[TASK MATERIAL]:

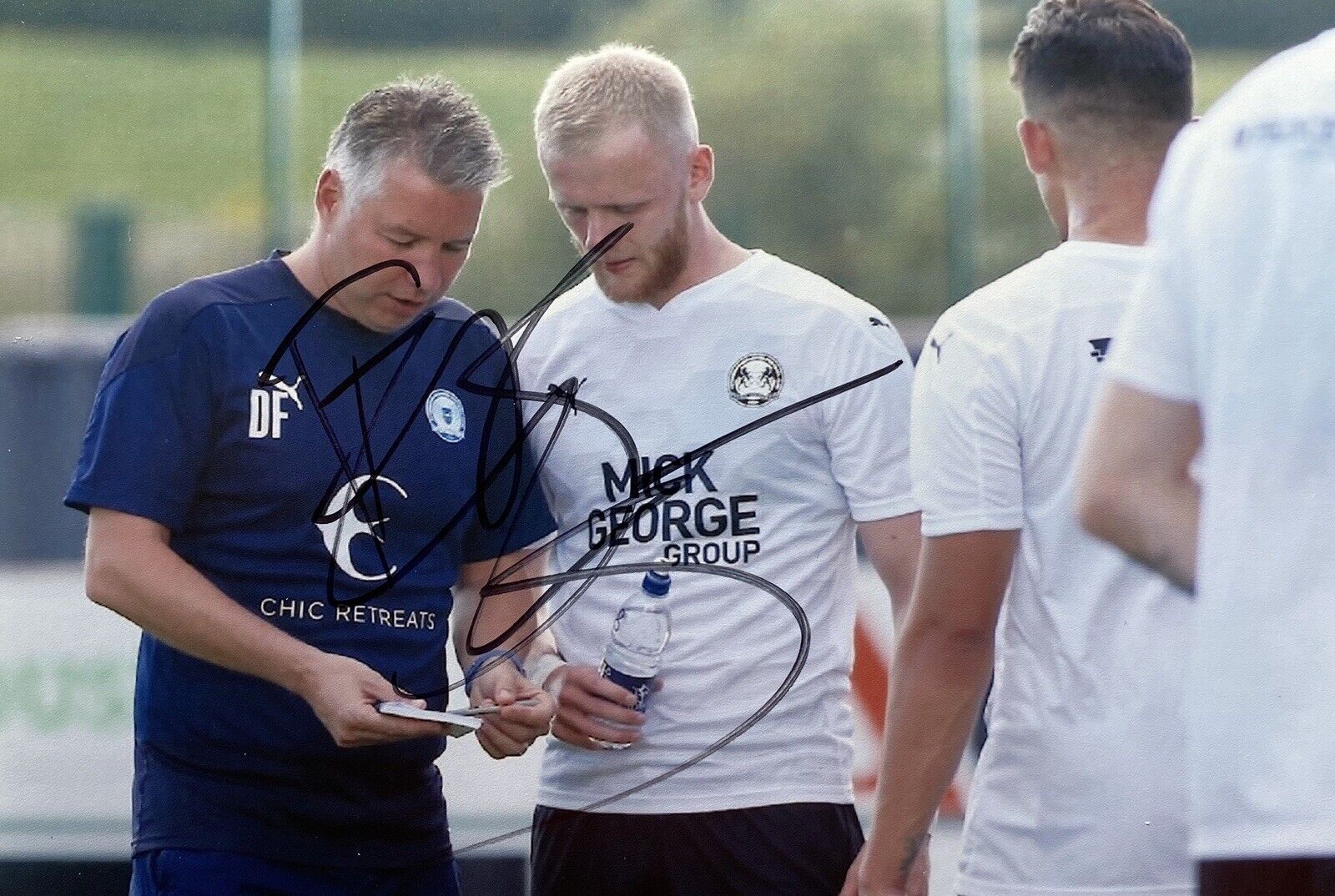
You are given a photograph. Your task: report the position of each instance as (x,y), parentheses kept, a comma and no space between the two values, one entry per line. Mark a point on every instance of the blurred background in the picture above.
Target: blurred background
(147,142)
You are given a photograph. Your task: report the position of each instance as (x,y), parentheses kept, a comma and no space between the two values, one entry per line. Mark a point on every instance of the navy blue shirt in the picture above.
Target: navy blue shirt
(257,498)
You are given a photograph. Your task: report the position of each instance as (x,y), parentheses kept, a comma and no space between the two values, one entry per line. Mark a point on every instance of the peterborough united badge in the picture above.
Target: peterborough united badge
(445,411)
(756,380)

[TASK GOAL]: Copy out all the items above, swapping each "navy blue shirt" for "dark blue shirt" and leaving everything else as it stands. Leave the pictures out.

[CORRECT RESULT]:
You are given a photograph. Your task: report the position of each instance as (x,y), parentheses kept, a comma and no space between the two values, one entry per line. Mark a point on every instance of the blurred background in the picture above.
Target: blurred background
(147,142)
You are given a photograph. Your task: report the position of each instance as (x,y), parentheses kept, a comma and no space between the two values, one entry per line. Mark a point on every instance of the dark blue shirt in the picture above.
Target: dark blue shirt
(257,498)
You are given a photograph. Your task: report the position of each instance as (x,y), parentheses kept, a comma and no space between the two values, one entry per line. Mark a point on every instance of the peterborough united badge in the picture above.
Target: peterborough united badge
(445,411)
(756,380)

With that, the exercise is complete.